■ **JOB A**
Filter the entries below and keep only the lines that contain the word "white". The match is case-sensitive.

Throughout early medieval history, the issue of "benefit of clergy" was a source of contention between church and state. This was the idea that members of the clergy were not subject to civil law but could only be tried in church courts. If the privilege had been restricted to fully ordained priests, they might have gotten away with it. However, true to its usual practice of taking every opportunity to expand its authority, the Catholic Church allowed the definition of "clergy" to grow to include almost anyone who could read and write, as long as they tonsured their hair (hastily if need be) and put on a robe.

The consequent undermining of civil authority became intolerable. It was this issue that led to the infamous murder of St. Thomas A'Becket, Archbishop of Canterbury, in 1170, by agents of King Henry II.

While largely discredited by the 18th Century, Benefit of Clergy was not formally eliminated in England until 1827. In the U.S., it was eliminated by act of Congress in 1790, though a few special privileges such as the sanctity of the confessional do remain in the law.

In a larger view, the controversy is but one aspect of the conflict between church and state authority that delineated much of the politics of the Middle Ages. It still is not fully resolved. The church has traditionally seen human society as a pyramid reflecting on Earth the hierarchy of Heaven. God is at the apex of the heavenly pyramid, so the Pope is at the apex of the earthly one. The royal dynasties of Europe tended to agree with the pyramid model but saw the king as being at the apex.

■ **MATERIAL SUPPLIED**
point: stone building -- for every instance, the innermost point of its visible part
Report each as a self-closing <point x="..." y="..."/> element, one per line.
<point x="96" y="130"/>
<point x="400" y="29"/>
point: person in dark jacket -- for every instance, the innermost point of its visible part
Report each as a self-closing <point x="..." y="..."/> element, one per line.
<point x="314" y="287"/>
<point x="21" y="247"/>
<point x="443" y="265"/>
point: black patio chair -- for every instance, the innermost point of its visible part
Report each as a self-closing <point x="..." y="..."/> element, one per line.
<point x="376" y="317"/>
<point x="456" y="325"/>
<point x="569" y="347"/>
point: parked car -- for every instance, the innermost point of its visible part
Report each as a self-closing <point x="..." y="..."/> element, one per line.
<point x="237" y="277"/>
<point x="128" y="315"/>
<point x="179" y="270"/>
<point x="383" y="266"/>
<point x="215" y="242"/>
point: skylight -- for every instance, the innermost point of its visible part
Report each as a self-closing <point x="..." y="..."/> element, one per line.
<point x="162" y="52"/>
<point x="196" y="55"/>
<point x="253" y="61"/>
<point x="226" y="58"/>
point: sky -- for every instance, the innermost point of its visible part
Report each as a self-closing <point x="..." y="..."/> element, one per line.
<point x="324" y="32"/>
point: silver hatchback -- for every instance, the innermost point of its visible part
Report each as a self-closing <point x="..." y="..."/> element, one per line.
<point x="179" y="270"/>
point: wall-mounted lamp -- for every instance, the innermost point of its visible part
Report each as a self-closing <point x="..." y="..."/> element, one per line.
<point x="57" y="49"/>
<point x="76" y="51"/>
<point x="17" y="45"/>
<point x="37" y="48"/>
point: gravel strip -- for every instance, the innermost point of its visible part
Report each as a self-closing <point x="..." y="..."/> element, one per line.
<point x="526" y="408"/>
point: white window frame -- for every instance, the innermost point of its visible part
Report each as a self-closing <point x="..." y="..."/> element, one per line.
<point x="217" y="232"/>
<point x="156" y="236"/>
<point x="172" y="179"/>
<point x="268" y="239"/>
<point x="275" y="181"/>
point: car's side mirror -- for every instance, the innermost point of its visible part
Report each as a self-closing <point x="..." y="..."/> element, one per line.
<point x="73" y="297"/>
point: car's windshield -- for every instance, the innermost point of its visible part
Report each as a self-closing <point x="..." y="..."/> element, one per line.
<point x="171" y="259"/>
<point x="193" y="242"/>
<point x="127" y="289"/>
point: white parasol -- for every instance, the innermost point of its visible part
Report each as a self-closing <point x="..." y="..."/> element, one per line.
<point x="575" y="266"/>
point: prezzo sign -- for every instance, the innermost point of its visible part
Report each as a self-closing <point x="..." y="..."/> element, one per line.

■ **JOB B**
Reproduce verbatim the portion of the benefit-of-clergy passage that opens with the words containing "While largely discredited" and closes with "at the apex.".

■ **TASK RESULT A**
point: white window frame -- for every instance, the innermost point of its visible part
point: white parasol -- for every instance, the innermost point of its visible part

■ **TASK RESULT B**
While largely discredited by the 18th Century, Benefit of Clergy was not formally eliminated in England until 1827. In the U.S., it was eliminated by act of Congress in 1790, though a few special privileges such as the sanctity of the confessional do remain in the law.

In a larger view, the controversy is but one aspect of the conflict between church and state authority that delineated much of the politics of the Middle Ages. It still is not fully resolved. The church has traditionally seen human society as a pyramid reflecting on Earth the hierarchy of Heaven. God is at the apex of the heavenly pyramid, so the Pope is at the apex of the earthly one. The royal dynasties of Europe tended to agree with the pyramid model but saw the king as being at the apex.